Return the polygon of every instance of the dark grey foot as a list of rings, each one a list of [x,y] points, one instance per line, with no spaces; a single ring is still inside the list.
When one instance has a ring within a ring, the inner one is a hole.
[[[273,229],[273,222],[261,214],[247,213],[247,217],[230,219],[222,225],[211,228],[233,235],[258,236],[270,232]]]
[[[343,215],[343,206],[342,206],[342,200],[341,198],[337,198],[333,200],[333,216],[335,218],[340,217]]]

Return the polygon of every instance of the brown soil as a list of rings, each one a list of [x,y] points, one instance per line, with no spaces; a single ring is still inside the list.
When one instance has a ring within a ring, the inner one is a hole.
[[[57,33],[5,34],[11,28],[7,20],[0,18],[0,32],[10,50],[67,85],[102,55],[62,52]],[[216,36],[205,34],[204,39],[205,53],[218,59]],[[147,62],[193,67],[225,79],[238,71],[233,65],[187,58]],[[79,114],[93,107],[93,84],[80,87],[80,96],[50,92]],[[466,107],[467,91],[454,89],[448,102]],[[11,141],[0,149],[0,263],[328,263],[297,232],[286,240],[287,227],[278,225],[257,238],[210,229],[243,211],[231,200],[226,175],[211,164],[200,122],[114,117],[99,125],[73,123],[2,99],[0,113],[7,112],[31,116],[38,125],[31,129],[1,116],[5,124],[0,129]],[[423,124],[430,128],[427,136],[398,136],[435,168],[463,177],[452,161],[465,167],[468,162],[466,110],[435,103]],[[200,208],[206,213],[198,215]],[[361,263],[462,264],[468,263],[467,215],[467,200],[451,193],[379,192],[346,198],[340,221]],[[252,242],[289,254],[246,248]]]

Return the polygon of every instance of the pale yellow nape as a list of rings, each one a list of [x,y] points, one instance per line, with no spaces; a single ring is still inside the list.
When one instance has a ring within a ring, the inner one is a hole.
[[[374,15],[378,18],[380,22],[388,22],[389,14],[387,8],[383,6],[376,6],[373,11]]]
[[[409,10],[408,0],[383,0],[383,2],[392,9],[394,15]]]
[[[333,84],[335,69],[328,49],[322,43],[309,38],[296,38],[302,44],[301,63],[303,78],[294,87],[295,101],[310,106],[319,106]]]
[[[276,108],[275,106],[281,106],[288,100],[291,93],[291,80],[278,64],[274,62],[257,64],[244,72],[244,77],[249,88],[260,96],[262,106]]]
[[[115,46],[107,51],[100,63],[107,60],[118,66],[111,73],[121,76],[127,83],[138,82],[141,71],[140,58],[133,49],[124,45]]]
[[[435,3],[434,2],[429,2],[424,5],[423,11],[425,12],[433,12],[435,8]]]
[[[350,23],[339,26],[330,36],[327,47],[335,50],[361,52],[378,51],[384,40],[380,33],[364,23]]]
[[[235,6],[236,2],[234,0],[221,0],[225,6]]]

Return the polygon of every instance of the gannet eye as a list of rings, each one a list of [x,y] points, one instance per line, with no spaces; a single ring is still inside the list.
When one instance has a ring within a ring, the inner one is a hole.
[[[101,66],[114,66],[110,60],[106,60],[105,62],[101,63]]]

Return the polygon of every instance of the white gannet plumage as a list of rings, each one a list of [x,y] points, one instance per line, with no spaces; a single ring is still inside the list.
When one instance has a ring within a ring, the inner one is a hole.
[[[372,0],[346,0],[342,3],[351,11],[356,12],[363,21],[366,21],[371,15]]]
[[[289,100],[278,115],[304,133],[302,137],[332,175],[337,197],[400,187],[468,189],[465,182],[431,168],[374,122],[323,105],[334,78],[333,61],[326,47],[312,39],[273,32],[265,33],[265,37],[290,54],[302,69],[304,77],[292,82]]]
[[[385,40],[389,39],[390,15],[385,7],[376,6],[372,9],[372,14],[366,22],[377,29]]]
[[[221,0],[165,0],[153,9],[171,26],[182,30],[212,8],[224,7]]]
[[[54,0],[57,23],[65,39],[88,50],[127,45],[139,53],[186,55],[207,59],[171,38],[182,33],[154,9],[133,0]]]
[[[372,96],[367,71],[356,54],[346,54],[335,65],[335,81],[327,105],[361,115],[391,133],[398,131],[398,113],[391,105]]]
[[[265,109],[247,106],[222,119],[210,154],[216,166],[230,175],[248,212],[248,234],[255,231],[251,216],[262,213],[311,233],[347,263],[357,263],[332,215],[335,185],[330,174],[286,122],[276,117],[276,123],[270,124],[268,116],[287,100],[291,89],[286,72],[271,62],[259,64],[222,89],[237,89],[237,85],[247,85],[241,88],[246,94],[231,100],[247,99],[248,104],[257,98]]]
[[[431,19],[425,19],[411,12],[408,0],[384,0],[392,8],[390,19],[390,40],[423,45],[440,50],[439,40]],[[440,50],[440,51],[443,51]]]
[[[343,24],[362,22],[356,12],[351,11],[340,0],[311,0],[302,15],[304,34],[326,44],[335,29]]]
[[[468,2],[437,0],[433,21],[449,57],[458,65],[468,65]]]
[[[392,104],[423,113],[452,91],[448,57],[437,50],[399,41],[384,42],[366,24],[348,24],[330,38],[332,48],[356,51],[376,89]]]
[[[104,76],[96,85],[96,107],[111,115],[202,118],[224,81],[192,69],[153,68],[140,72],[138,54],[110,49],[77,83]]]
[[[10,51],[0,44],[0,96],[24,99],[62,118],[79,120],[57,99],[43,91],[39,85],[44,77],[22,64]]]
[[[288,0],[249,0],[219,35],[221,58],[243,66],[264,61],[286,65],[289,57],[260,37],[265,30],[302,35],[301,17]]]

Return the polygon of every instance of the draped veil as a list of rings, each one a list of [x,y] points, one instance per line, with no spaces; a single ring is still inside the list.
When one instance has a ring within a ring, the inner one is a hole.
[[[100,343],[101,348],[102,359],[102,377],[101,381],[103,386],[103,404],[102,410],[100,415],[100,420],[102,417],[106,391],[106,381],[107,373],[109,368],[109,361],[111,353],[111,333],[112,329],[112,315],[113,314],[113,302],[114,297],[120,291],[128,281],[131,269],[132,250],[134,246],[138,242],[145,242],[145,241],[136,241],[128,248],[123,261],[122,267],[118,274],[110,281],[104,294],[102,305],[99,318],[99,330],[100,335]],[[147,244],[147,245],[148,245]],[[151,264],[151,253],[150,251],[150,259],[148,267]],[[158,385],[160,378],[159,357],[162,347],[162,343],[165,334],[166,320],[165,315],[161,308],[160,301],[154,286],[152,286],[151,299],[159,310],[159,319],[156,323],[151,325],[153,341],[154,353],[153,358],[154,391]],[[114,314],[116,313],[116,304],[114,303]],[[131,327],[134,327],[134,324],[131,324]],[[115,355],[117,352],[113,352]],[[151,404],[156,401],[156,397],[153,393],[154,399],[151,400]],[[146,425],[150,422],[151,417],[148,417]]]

To be done: Print again the material above, limited to the lines from the one holding "Return the polygon of every instance of the draped" through the last, inclusive.

Solution to this exercise:
Return the polygon of every instance of the draped veil as a list of rings, each one a list of [x,y] points, one instance per line, with no spaces; a single ring is still inside the list.
When one instance has a ring within a ring, the inner one is a hole.
[[[100,343],[101,348],[102,359],[102,377],[101,381],[103,386],[103,404],[102,410],[100,415],[100,420],[102,417],[106,391],[106,381],[107,373],[109,368],[109,361],[111,353],[111,333],[112,329],[112,315],[113,314],[113,302],[114,297],[120,291],[128,281],[131,269],[132,250],[134,246],[138,242],[145,242],[145,241],[136,241],[128,248],[123,261],[122,267],[118,274],[110,281],[104,294],[102,305],[99,318],[99,330],[100,335]],[[147,244],[147,245],[148,245]],[[151,264],[151,253],[150,251],[150,259],[148,267]],[[158,385],[160,378],[159,357],[162,347],[162,343],[165,334],[166,320],[165,315],[161,308],[160,301],[154,286],[152,286],[151,299],[159,310],[159,319],[156,323],[151,325],[153,341],[154,353],[153,358],[154,391]],[[114,314],[116,313],[116,304],[114,303]],[[131,327],[134,327],[134,324],[131,324]],[[115,355],[117,352],[113,352]],[[151,404],[156,401],[156,397],[153,393],[154,399],[151,400]],[[146,425],[150,422],[151,417],[148,417]]]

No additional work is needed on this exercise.